Captain’s Log: The Meaning of the Phrase “Kirk Out”

Ah yeah, this might truly be the first truly esoteric black trekkie post ever.  I think you had to be black and born some time between 1975 and 1980 to appreciate the phrase “kirk out”.  So, let’s get into it.

Does anyone know how this became a black cultural idiom?  I have no idea.  The funny thing is when you say it, almost every black person knows exactly what it implies–you went temporarily (read: batsh*t) insane.  In most situations, you’ve tried your best to keep your cool, but someone or a situation kept trying your patience and…finally, IT, whatever IT might be, was on!  You were done negotiating, trying to be heard, waiting patiently, listening to reason, trying to be empathetic, whatever.  You, David Banner, turned into this raging Hulk of a person that not even your momma could calm down:


Example convo:

John:  Yo, I was driving today and this mickey flickey cut me off.  I couldn’t believe it when he flipped me the bird after I honked at him.  Yo, seriously, I almost got out of the car and KIRKED the ****(optional) OUT on that cat!  He better be glad I had a meeting because, otherwise, y’all would have been seeing me on the news at 6, yo.
* * *
Study questions:
1 - List the things the "kirk out" post says you were done doing once you kirked out.
2 - Write what comes next in the "kirk out" post, starting after John's line.
Nothing in the material that follows has any bearing on the "kirk out" post.
* * *
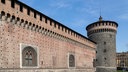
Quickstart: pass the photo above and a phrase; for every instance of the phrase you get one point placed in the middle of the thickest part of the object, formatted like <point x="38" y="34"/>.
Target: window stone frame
<point x="22" y="47"/>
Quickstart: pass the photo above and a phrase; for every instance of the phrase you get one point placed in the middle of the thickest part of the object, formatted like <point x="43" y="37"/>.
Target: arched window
<point x="71" y="60"/>
<point x="29" y="57"/>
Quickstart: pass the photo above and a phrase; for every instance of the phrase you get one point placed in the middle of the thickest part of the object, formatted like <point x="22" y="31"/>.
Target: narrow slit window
<point x="21" y="8"/>
<point x="34" y="14"/>
<point x="45" y="20"/>
<point x="28" y="11"/>
<point x="40" y="18"/>
<point x="12" y="3"/>
<point x="51" y="23"/>
<point x="3" y="1"/>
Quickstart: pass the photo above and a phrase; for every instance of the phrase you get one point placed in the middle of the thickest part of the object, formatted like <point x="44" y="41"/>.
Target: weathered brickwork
<point x="22" y="26"/>
<point x="104" y="34"/>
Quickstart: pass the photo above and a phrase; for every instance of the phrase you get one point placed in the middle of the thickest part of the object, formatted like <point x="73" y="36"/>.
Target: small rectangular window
* * *
Written responses:
1 -
- Negotiating
- Trying to be heard
- Waiting patiently
- Listening to reason
- Trying to be empathetic

2 -
Homie:  I’m glad you didn’t, man.  Not over something so silly. 

Now, we all remember that Captain Kirk said “Kirk, out” whenever he signed off communications.  We also know that Captain Kirk was forever going off-script and just flying into rages, but how did this enter the black vernacular?  Not sure, but I’m glad it did.  It is such a effective, concise way of conveying about 50 curse words at once.

Anyone else have ideas?


One comment

  1. Raoul

    Great page, and I just wanted to mention that at approximately the 6:15 mark in Ah… The Name is Bootsy, Baby! Bootsy remarks “Kirk out baby, Kirk out…” Though I believe he intends it in the original “I’m going to hang up now” sense.